- _PROBLEM TO SOLVE_
Return each line of the material that contains the string "mask".
## Start
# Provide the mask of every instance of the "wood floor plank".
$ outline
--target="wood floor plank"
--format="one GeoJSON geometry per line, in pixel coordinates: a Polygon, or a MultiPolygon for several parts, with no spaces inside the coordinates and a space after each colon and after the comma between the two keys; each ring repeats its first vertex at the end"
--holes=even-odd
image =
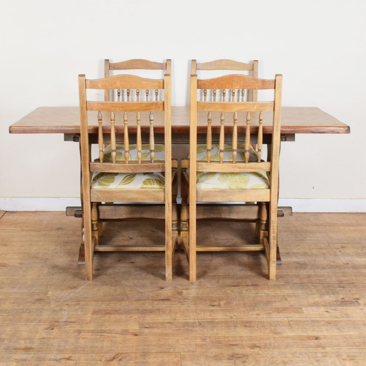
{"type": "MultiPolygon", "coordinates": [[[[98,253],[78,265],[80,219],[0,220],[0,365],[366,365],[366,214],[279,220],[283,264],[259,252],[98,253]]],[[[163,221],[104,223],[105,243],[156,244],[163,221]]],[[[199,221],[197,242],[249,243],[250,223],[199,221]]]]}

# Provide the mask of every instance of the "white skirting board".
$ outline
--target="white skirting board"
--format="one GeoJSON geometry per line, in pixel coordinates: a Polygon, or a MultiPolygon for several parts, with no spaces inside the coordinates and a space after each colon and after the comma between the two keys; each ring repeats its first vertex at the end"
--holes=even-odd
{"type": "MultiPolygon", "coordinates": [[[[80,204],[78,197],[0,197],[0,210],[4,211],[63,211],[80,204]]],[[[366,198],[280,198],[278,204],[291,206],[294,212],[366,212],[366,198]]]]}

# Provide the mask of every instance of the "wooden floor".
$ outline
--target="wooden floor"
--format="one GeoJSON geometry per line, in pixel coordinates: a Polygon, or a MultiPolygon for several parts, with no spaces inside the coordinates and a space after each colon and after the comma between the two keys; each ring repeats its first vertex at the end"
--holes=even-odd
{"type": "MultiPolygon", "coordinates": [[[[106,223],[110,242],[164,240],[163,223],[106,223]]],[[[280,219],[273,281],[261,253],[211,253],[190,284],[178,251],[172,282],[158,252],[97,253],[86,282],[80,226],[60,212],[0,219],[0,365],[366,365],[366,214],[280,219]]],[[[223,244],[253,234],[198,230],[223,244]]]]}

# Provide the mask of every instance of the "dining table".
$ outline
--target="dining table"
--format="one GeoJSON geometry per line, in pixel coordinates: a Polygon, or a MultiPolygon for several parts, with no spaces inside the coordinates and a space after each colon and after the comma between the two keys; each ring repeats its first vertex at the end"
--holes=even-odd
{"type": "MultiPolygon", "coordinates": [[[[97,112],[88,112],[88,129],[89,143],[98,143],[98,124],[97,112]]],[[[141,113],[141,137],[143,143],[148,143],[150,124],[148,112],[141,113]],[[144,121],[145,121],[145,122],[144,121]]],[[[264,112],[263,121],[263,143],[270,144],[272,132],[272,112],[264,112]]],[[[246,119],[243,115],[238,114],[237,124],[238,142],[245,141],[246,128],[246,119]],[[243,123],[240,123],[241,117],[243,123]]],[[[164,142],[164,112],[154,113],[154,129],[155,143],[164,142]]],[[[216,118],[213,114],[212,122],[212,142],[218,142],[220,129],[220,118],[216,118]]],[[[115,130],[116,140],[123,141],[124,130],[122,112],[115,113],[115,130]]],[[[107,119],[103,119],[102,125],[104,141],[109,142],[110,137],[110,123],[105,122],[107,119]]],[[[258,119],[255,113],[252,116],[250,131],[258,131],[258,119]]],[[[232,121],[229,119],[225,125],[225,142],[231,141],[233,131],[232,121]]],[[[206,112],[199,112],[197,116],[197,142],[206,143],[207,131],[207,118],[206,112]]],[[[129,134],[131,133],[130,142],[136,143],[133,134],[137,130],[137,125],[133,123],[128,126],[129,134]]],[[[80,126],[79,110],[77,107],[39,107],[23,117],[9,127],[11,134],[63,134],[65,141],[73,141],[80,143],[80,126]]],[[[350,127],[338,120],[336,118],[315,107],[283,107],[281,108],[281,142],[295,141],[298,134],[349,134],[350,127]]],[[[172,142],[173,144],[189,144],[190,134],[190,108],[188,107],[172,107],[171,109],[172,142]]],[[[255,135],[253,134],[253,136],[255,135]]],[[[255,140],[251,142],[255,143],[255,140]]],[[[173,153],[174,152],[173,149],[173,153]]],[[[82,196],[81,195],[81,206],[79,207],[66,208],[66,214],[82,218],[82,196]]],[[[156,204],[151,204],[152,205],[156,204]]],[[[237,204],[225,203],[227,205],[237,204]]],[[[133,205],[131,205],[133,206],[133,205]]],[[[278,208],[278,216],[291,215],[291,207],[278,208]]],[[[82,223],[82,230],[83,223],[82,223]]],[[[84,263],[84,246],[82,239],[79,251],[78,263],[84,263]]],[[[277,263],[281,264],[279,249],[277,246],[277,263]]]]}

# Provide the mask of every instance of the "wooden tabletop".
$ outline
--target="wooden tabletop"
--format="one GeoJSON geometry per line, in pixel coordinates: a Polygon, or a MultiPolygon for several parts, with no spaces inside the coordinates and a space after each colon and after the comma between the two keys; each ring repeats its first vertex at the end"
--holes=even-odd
## End
- _SOLUTION TO THIS TASK_
# Provide the mask of every instance of the "wood floor plank".
# Provide the mask of every instance of the "white skirting board".
# Provide the mask of every instance of the "wooden floor".
# Provide the mask of every instance of the "dining table".
# Provide the mask of every instance of the "wooden tabletop".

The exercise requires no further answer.